SOX Compliance Testing

Test internal control monitoring systems.

Overview

SyntheticData generates data for SOX 404 compliance testing:

Internal control definitions
Control test evidence
Segregation of Duties violations
Approval workflow data

Configuration

global:
  seed: 42
  industry: financial_services
  start_date: 2024-01-01
  period_months: 12

transactions:
  target_count: 50000

internal_controls:
  enabled: true

  controls:
    - id: "CTL-001"
      name: "Payment Authorization"
      type: preventive
      frequency: continuous
      threshold: 10000
      assertions: [authorization, validity]

    - id: "CTL-002"
      name: "Journal Entry Review"
      type: detective
      frequency: daily
      assertions: [accuracy, completeness]

    - id: "CTL-003"
      name: "Bank Reconciliation"
      type: detective
      frequency: monthly
      assertions: [existence, completeness]

  sod_rules:
    - conflict_type: create_approve
      processes: [ap_invoice, ap_payment]
      description: "Cannot create and approve payments"

    - conflict_type: create_approve
      processes: [ar_invoice, ar_receipt]
      description: "Cannot create and approve receipts"

    - conflict_type: custody_recording
      processes: [cash_handling, cash_recording]
      description: "Cannot handle and record cash"

approval:
  enabled: true
  thresholds:
    - level: 1
      max_amount: 5000
    - level: 2
      max_amount: 25000
    - level: 3
      max_amount: 100000
    - level: 4
      max_amount: null

fraud:
  enabled: true
  fraud_rate: 0.005

  types:
    skipped_approval: 0.30
    threshold_manipulation: 0.30
    unauthorized_discount: 0.20
    duplicate_payment: 0.20

output:
  format: csv

Control Testing

1. Control Evidence

import pandas as pd

# Load control data
controls = pd.read_csv('output/controls/internal_controls.csv')
mappings = pd.read_csv('output/controls/control_account_mappings.csv')
entries = pd.read_csv('output/transactions/journal_entries.csv')

# Identify entries subject to each control
for _, control in controls.iterrows():
    control_id = control['control_id']
    threshold = control['threshold']

    # Filter entries in scope
    if pd.notna(threshold):
        in_scope = entries[
            (entries['control_ids'].str.contains(control_id)) &
            (entries['debit_amount'] >= threshold)

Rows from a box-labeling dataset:
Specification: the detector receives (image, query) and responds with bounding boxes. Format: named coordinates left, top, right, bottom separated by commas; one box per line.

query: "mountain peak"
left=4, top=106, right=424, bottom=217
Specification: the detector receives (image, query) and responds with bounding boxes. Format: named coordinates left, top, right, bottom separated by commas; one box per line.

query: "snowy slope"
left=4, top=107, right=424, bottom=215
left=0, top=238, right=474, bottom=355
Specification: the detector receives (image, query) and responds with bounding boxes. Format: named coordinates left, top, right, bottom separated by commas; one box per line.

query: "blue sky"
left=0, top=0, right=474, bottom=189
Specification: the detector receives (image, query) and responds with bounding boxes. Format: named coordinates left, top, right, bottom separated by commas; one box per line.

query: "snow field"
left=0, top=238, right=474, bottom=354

(Challenges)
[a] Translate the sentence "Test internal control monitoring systems." from the SOX compliance testing page into Spanish.
[b] In the SOX compliance testing page, what maximum amount does the configuration set for approval level 2?

(Correct answers)
[a] Pruebe los sistemas de monitoreo de control interno.

[b] 25000